**Dataset records**
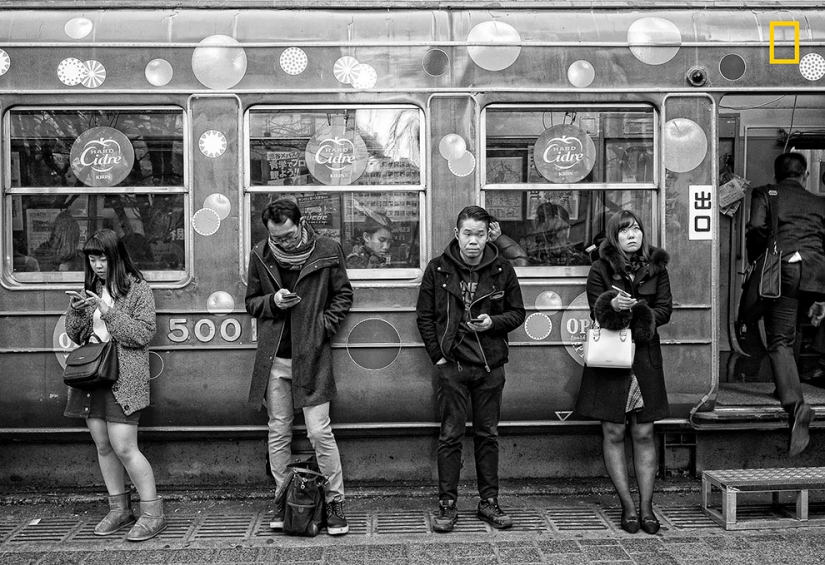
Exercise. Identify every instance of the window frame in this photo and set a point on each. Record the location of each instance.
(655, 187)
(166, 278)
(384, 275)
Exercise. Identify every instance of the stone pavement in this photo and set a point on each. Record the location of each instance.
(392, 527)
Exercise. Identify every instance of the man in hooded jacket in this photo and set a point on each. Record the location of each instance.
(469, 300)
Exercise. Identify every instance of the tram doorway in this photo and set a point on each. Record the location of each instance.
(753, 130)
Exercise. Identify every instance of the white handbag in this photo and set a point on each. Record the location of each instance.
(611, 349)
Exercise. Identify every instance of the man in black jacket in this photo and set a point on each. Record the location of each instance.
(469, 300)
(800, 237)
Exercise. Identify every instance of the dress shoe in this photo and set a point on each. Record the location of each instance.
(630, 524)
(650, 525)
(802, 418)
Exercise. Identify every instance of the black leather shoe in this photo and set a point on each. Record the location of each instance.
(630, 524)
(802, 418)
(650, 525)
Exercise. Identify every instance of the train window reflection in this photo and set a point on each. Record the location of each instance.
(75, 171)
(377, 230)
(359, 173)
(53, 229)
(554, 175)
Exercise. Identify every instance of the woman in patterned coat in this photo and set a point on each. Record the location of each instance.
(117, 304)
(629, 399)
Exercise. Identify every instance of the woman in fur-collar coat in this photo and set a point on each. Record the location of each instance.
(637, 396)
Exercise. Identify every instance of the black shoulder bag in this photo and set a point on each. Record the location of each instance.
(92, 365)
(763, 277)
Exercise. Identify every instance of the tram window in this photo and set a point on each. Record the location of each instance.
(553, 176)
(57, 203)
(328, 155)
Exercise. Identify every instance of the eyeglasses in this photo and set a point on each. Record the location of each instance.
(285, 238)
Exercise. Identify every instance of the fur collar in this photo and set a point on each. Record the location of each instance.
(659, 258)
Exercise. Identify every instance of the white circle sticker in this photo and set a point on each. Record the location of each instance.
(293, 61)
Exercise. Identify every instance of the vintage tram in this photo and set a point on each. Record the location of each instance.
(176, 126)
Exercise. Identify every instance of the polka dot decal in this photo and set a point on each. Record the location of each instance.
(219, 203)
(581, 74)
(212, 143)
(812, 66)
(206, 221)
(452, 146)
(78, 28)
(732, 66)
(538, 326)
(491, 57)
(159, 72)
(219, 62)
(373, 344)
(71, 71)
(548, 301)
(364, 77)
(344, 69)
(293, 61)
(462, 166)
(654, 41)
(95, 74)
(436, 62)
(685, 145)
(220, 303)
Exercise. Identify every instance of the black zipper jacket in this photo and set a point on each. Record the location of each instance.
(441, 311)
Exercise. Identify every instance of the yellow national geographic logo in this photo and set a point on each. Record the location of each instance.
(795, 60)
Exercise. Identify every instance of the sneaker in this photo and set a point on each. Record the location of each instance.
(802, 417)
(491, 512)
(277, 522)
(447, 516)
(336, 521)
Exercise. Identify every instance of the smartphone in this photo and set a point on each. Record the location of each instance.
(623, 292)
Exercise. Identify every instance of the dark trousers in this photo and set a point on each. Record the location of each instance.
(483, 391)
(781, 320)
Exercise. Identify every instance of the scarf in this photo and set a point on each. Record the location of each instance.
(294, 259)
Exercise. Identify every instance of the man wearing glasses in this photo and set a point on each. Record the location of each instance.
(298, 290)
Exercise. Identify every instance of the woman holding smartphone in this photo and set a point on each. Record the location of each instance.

**Requirements**
Transcribe every line from the records above without alteration, and leave out the images.

**Solution to this task**
Exercise. Identify every instance of the window frame in this photo and set a point on each. Record the location of each instance.
(655, 187)
(166, 278)
(384, 275)
Exercise. Identify every instance of the stone pavement in this photo and set a point on each. Record the location of each instance.
(392, 527)
Exercise. Identify every instance of the man in hooded jacket in this photo and set a point on each. Record the location of each instance.
(469, 300)
Exercise. Identify every instance of the tram doorway in this photo and set a point on each. Record the location of each instance.
(753, 130)
Exercise. Identify every instance of the white handbag in this photo and set a point on each. Record the location of each instance.
(611, 349)
Exercise. Identify every instance of the man in black jacket in this photo and set a point on each. Record the location of each instance.
(469, 300)
(800, 237)
Exercise. Identify every instance of the dress shoe in this photo and set a point on each. Record the location of each instance.
(630, 524)
(650, 525)
(802, 418)
Exercise. Identify every instance of the black leather shoe in this photo and set a point on each. Record the location of each instance.
(630, 524)
(802, 418)
(650, 525)
Exercise. Identify every instance of the train window reflection in this photo and set a point on each. Record the location of each instance.
(75, 171)
(377, 230)
(359, 173)
(53, 229)
(554, 175)
Exercise. Identify every instance of the woman in patterned coat in this photo and set a point on each. Record the location of each instance.
(117, 304)
(629, 399)
Exercise. Identify every instance of the woman in fur-collar coat in this photo and set a point on each. Record the location of each instance.
(637, 396)
Exercise. Identify every instance of the black shoulder bag in this photo and set a point on each. Record the location of each instance.
(92, 365)
(763, 277)
Exercise. Identify every instance of the tram window in this photo and set a point on each. Record the location of each instance.
(553, 176)
(57, 203)
(328, 155)
Exercise. Identify every instance of the eyeglasses in this photo and set a point on each. Record the location of each instance.
(285, 238)
Exercise. Identify every instance of the fur collar in this photo and set a point on each. Record the location of each instance.
(659, 258)
Exercise. Identify every instance of the white circle sticker in this photo and set a point on each. Record the location of each instance.
(293, 61)
Exercise. Identify every instance of the vintage tram in this photo and set a point on each. Record the location of each instance.
(176, 126)
Exercise. Identify every instance of the polka dot decal in this photo and set a point on each. Record the location of each instance.
(219, 203)
(581, 74)
(212, 143)
(812, 66)
(206, 221)
(452, 146)
(78, 28)
(732, 66)
(538, 326)
(491, 57)
(159, 72)
(219, 62)
(373, 344)
(71, 71)
(548, 301)
(364, 77)
(344, 69)
(293, 61)
(462, 166)
(654, 41)
(95, 74)
(436, 62)
(685, 145)
(220, 303)
Exercise. Identify every instance of the black zipper jacket in this photo and set a point on each. Record the location of each instance.
(441, 311)
Exercise. Identify every instance of the yellow national geographic logo in this photo and set a point on each. Record the location of each instance.
(795, 60)
Exercise. Identify every instance of the sneaker in this photo and set a point on each. Record the location of each instance.
(802, 417)
(491, 512)
(277, 522)
(447, 516)
(336, 521)
Exercise. Identify every instance of the smartphone in this photo and set a point on each. Record the location of each instance.
(623, 292)
Exercise. Identify every instance of the dark trousers in this photo and set a point on each. Record the location of each instance.
(483, 391)
(781, 320)
Exercise. Identify every instance of the scarf in this photo and set a point on each. Record the location of each instance.
(294, 259)
Exercise. Identify every instance of the man wearing glasses in this photo and set a point on each. Record the location of each instance.
(298, 290)
Exercise. Identify every instance of the woman holding smartphone in this photo and set a point on each. Record the location of each instance.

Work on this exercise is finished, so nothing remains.